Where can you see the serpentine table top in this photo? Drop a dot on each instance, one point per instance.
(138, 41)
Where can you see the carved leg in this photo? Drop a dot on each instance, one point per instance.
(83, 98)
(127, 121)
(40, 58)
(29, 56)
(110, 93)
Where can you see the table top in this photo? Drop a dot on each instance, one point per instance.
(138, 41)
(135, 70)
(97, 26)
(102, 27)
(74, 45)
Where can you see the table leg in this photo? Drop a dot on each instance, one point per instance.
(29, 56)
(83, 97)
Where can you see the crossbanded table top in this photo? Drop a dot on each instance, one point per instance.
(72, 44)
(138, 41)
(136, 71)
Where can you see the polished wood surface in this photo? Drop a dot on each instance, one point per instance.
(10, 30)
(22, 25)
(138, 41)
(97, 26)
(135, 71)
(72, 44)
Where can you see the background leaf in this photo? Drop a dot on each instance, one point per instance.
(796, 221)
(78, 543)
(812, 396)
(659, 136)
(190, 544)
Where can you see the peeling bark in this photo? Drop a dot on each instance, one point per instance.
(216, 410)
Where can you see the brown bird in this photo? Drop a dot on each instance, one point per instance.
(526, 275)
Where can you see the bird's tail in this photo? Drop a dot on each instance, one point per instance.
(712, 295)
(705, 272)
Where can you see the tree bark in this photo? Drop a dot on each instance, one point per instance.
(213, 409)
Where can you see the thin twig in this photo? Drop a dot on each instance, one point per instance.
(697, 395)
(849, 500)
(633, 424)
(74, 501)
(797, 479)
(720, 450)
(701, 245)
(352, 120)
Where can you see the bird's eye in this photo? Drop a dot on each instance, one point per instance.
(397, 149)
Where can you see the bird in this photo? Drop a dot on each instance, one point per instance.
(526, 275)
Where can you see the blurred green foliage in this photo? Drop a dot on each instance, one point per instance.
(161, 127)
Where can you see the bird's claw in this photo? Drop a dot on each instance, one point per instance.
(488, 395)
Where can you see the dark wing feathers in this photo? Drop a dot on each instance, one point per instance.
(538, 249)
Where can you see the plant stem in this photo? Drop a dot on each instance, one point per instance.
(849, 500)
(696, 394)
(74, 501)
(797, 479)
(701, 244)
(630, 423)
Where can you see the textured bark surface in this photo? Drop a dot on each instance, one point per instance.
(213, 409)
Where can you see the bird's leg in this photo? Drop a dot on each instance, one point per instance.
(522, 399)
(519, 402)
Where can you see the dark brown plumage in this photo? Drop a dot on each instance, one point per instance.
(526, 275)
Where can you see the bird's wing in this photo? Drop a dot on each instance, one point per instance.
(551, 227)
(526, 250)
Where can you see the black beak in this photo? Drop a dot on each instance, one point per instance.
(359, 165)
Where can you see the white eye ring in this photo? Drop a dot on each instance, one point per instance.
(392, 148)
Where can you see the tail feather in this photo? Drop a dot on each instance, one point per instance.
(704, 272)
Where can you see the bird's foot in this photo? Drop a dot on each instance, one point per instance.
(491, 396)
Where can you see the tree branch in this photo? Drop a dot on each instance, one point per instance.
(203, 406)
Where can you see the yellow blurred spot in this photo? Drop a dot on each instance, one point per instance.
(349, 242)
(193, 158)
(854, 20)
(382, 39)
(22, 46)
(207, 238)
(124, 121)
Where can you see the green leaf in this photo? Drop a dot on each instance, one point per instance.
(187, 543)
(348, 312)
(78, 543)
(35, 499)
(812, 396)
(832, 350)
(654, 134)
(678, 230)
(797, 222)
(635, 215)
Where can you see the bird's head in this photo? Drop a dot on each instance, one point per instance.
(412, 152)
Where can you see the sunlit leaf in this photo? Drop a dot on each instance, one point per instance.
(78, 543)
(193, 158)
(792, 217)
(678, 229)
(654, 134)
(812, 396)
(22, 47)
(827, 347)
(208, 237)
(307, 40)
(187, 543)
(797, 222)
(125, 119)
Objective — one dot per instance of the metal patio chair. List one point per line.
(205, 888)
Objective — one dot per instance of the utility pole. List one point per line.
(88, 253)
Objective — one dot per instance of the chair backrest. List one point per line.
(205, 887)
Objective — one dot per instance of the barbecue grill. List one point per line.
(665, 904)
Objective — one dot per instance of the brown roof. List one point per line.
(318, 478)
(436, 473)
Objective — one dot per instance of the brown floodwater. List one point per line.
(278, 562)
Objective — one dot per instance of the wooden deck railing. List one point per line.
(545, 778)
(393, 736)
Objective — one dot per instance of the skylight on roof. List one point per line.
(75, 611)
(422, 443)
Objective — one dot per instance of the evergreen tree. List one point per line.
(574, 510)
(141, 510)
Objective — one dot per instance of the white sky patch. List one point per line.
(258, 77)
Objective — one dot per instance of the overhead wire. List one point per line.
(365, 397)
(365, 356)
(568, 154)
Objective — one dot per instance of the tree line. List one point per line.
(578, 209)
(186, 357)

=====

TASK DIRECTIONS ▸ Output the material above exactly. Omit nothing.

OUTPUT BELOW ▸
Where can you see the serpentine table top in this photo? Drop a dot on each instance, one point per instance.
(138, 41)
Where can you see the carved leg in this photo? Drop a dot on each instance, one point per instance.
(83, 98)
(127, 121)
(40, 58)
(29, 56)
(110, 93)
Where can you see the table top in this photo? Drop a dot on each instance, one point per instance.
(138, 41)
(135, 70)
(97, 26)
(102, 27)
(74, 45)
Where can you see the table leg in this photo? Drop a dot on each instance, one point per instance.
(29, 56)
(83, 97)
Where can you see the crossbanded table top in this photo? Drop a dot on each instance, one point per instance.
(72, 44)
(138, 41)
(136, 71)
Where can you see the polished wood surface in this photo? Drop a dot on each instance, one point per instance.
(10, 30)
(22, 25)
(138, 41)
(97, 26)
(135, 71)
(72, 44)
Where can you see the background leaf in this photo? Drop a dot on each instance, one point per instance.
(796, 221)
(78, 543)
(812, 396)
(659, 136)
(190, 544)
Where can you see the peeling bark in this photo? Drop a dot on each instance, one point per instance.
(216, 410)
Where can you see the brown bird in this photo? Drop a dot on each instance, one point per instance.
(526, 275)
Where can you see the bird's tail in this photo? Drop a dot on each instance, one point per instance.
(712, 295)
(705, 272)
Where can you see the tree bark in this photo? Drop a dot on each instance, one point per instance.
(213, 409)
Where can you see the thin twig in this photo? Drop a dot on each instance, one point per instance.
(697, 395)
(849, 500)
(633, 424)
(74, 501)
(797, 479)
(720, 450)
(701, 245)
(352, 120)
Where can you see the bird's eye in this photo? Drop a dot on each instance, one point per instance.
(397, 149)
Where can you see the bird in this photo? Drop a dot on each instance, one point per instance.
(526, 275)
Where can you see the blurred green foliage in this photo? Drop a dot on each instance, one point per instance.
(161, 127)
Where can you see the bird's claw in this photo? Drop a dot on each instance, one point per instance.
(488, 395)
Where can you see the dark wing feathers in this photo? Drop a dot on each instance, one point per instance.
(538, 249)
Where can you see the plant stem in this photo? Drop a dot on each instance, one point per instance.
(849, 500)
(696, 394)
(74, 501)
(797, 479)
(701, 244)
(630, 423)
Where can you see the textured bark surface in this photo? Drop a dot on each instance, one point per instance.
(213, 409)
Where can you see the bird's leg in this photo? Drop a dot on each instance, one point per instance.
(522, 399)
(519, 402)
Where can you see the dark brown plumage in this photo? Drop a dot on each instance, one point per instance.
(526, 275)
Where can you see the bird's wing in this photo? Drop a dot on each instance, one point per instance.
(551, 227)
(526, 250)
Where can you see the black beak in this photo? Drop a dot on each instance, one point per instance.
(359, 165)
Where can you see the white eye ring in this photo? Drop a dot on each instance, one point per instance.
(392, 148)
Where can you see the tail feather in this photo? Drop a dot on each instance, one point per instance.
(704, 272)
Where can you see the bird's foot in this photo? Drop a dot on each instance, one point per instance.
(491, 396)
Where can you see the tree branch in this photo? Drop a dot on each instance, one point per instance.
(203, 406)
Where can you see the yellow blurred spot in this photo? Drop a dot on each instance, one point per instance.
(349, 242)
(193, 158)
(854, 20)
(382, 39)
(22, 46)
(207, 238)
(124, 121)
Where can you see the green leaf in this photo? Drop a dot on each instance, one point per instance.
(187, 543)
(348, 312)
(78, 543)
(35, 499)
(812, 396)
(832, 350)
(654, 134)
(678, 230)
(797, 222)
(635, 215)
Where can you see the bird's head in this photo? Drop a dot on each instance, one point per instance.
(412, 152)
Where can you see the sunlit leaf in this photo? Drop a dot on each instance, one point per instance.
(78, 543)
(193, 158)
(792, 217)
(678, 229)
(654, 134)
(812, 396)
(22, 47)
(827, 347)
(208, 237)
(307, 40)
(187, 543)
(797, 222)
(125, 119)
Objective — one dot per instance of the metal patio chair. List one point per line.
(205, 888)
Objective — one dot per instance of the utility pole. List one point per line.
(88, 253)
Objective — one dot per instance of the chair backrest. List one point per line.
(205, 887)
Objective — one dot per instance of the barbecue grill. List one point per line.
(665, 904)
Objective — one dot per instance of the brown roof. List one point per line.
(318, 478)
(436, 473)
Objective — one dot per instance of the brown floodwater. List one point per line.
(278, 562)
Objective — one dot per instance of the wooden deck railing. List one point per line.
(545, 778)
(393, 736)
Objective — one dot per instance of the skylight on roof. List one point per line.
(75, 611)
(422, 443)
Objective — one dot per instance of the evergreen tree. List one point per line.
(574, 510)
(141, 510)
Objective — one dot per instance of the white sky patch. List one point per line.
(258, 77)
Objective — one dot per instance of the overhead wire. List one point per line.
(365, 397)
(365, 356)
(568, 154)
Objective — one dot per instance of the tree line. List one point per line.
(578, 209)
(186, 357)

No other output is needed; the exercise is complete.